THE PROBLEM:
Please transcribe exactly, and only, the lines of the data below between the line holding "rough mask: <svg" and the line holding "positive clicks: (337, 317)", inclusive.

DATA PROVIDED:
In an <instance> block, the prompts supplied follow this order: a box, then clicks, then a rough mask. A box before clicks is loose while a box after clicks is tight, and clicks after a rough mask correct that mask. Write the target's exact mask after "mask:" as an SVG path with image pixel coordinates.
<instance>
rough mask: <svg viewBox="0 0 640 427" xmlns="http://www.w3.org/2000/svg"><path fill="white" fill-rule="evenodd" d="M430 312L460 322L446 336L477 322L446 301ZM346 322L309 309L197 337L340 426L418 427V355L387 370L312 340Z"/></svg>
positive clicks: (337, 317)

---

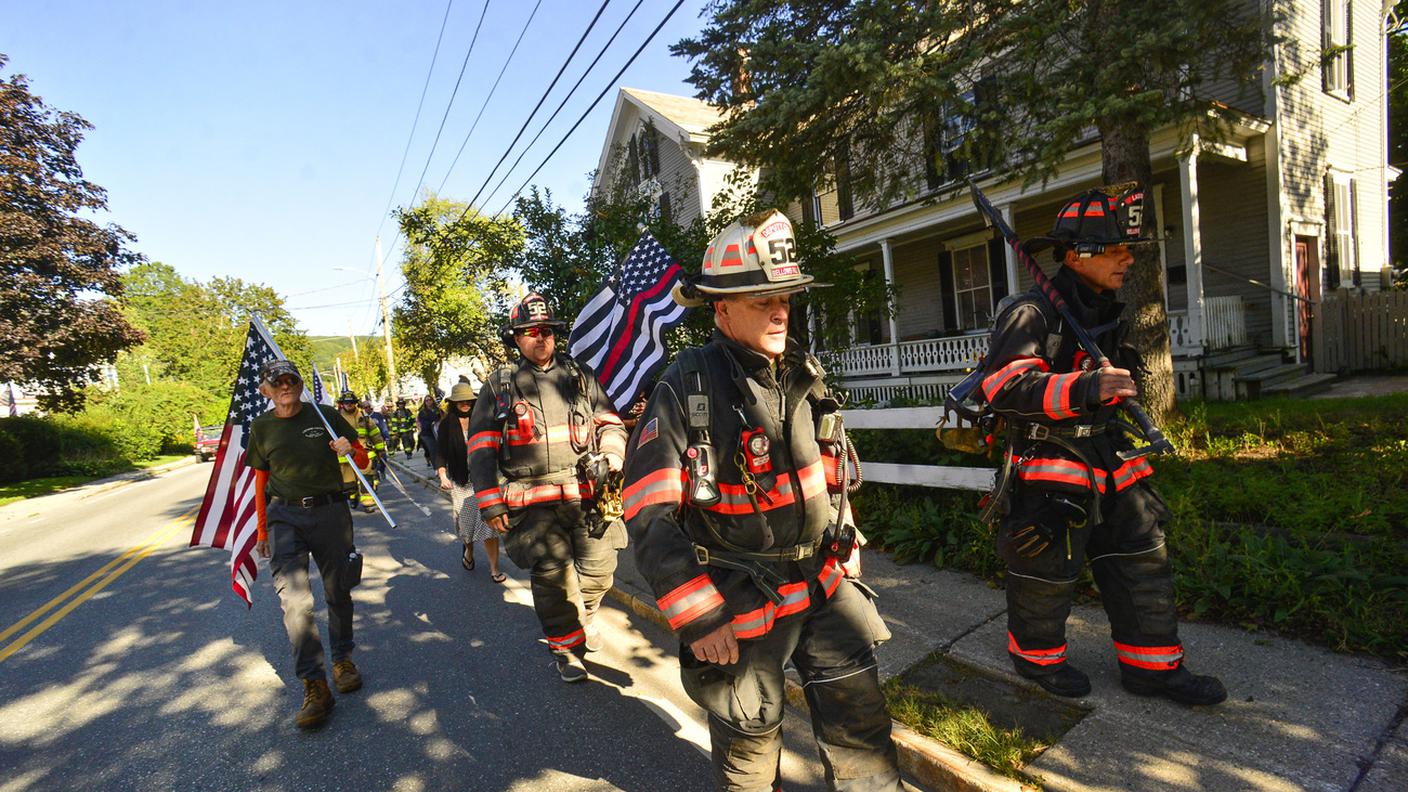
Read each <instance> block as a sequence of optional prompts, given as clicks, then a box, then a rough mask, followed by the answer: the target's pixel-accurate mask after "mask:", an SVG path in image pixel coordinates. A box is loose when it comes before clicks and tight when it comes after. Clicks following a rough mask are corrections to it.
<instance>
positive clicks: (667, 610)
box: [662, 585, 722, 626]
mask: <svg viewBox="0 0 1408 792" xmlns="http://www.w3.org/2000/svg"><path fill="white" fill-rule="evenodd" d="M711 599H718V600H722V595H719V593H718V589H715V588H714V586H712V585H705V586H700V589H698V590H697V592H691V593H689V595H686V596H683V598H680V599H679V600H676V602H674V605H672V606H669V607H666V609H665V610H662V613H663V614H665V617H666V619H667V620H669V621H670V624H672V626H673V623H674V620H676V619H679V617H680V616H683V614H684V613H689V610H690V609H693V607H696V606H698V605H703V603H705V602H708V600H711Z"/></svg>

RESULT OF THIS EXERCISE:
rough mask: <svg viewBox="0 0 640 427" xmlns="http://www.w3.org/2000/svg"><path fill="white" fill-rule="evenodd" d="M430 312L460 322L446 336L477 322L446 301ZM346 322L309 309L197 337L340 426L418 427V355L387 370L312 340Z"/></svg>
positive clicks: (337, 317)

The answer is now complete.